<<<<
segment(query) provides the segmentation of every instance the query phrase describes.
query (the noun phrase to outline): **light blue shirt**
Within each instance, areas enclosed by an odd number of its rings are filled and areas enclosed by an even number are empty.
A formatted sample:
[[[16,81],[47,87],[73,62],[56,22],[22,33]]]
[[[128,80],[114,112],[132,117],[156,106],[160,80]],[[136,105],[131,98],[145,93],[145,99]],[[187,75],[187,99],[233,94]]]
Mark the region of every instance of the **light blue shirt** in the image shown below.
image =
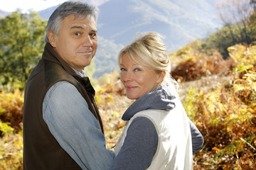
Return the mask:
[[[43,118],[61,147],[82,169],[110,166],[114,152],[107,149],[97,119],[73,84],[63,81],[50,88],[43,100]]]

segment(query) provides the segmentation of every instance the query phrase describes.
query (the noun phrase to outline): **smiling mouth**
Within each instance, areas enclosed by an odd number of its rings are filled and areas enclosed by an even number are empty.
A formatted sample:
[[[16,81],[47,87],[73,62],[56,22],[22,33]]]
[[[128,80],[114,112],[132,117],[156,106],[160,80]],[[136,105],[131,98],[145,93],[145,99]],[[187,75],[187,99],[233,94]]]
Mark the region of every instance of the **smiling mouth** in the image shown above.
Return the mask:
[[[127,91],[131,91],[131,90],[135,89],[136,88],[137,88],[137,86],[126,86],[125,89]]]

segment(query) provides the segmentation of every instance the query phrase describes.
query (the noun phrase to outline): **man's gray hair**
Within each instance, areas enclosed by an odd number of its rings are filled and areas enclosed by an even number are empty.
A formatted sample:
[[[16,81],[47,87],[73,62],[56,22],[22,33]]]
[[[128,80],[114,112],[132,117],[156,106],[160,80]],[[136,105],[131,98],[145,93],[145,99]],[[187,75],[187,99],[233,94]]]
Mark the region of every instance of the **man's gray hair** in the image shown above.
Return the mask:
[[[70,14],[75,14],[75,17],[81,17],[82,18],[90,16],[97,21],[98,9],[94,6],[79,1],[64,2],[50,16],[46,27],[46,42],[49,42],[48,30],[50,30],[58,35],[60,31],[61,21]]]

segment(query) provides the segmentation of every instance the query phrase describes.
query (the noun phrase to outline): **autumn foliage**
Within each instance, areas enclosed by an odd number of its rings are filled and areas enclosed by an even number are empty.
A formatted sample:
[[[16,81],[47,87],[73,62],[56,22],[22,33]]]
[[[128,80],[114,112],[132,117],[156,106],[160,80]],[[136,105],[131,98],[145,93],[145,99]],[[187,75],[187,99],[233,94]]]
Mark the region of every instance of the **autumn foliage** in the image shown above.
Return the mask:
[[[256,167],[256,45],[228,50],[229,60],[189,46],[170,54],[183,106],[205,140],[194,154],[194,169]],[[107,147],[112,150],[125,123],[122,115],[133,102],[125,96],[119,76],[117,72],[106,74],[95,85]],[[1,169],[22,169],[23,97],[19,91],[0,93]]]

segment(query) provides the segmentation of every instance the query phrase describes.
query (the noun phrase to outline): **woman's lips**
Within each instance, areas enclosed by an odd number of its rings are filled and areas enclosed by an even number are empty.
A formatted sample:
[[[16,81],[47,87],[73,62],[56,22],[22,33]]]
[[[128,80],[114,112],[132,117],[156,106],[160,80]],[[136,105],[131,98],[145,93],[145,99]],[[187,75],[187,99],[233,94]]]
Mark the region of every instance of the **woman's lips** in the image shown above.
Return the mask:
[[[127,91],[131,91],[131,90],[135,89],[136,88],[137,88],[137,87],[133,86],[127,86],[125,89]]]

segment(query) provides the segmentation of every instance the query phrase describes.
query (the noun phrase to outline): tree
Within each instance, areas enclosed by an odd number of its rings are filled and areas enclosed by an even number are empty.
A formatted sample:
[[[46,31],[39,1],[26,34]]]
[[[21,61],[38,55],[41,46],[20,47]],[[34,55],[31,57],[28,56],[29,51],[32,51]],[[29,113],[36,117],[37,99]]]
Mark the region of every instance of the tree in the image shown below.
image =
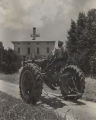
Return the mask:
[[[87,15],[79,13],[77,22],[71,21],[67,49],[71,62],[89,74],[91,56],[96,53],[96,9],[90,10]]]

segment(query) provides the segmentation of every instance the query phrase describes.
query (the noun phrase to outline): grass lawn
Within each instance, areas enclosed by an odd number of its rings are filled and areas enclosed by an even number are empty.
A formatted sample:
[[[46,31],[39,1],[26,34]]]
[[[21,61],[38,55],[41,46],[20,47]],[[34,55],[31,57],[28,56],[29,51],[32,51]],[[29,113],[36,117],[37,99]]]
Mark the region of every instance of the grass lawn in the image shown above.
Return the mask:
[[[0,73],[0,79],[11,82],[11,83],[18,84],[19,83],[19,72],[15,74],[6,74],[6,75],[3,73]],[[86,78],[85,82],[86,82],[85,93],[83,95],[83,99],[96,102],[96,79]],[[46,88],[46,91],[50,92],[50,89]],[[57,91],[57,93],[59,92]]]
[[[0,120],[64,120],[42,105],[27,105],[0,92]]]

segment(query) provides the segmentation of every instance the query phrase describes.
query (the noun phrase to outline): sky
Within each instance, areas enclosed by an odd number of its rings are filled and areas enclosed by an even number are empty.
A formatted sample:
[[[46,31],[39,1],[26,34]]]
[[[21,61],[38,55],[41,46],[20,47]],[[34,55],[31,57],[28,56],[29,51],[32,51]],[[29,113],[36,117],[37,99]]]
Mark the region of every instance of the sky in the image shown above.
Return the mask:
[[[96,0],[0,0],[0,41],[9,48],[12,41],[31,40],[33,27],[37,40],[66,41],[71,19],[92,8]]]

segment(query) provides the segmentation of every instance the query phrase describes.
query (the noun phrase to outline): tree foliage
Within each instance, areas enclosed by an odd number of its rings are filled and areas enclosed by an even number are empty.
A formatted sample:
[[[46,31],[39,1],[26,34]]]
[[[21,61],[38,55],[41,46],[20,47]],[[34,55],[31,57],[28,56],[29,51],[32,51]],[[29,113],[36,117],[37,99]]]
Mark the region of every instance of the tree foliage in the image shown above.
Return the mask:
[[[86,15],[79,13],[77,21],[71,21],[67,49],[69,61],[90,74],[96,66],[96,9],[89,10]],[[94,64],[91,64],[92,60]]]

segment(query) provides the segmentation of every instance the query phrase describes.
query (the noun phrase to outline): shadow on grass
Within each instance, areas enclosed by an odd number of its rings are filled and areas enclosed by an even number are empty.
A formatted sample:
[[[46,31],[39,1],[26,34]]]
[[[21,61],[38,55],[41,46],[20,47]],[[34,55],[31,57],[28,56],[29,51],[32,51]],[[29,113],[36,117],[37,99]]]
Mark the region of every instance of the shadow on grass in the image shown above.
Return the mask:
>>>>
**WHAT TO WORK ON:** Determine how many lines in the material above contain the string "woman", treating uppercase and lowercase letters as different. Reply with the number alone.

**RESULT OF THIS EXERCISE:** 2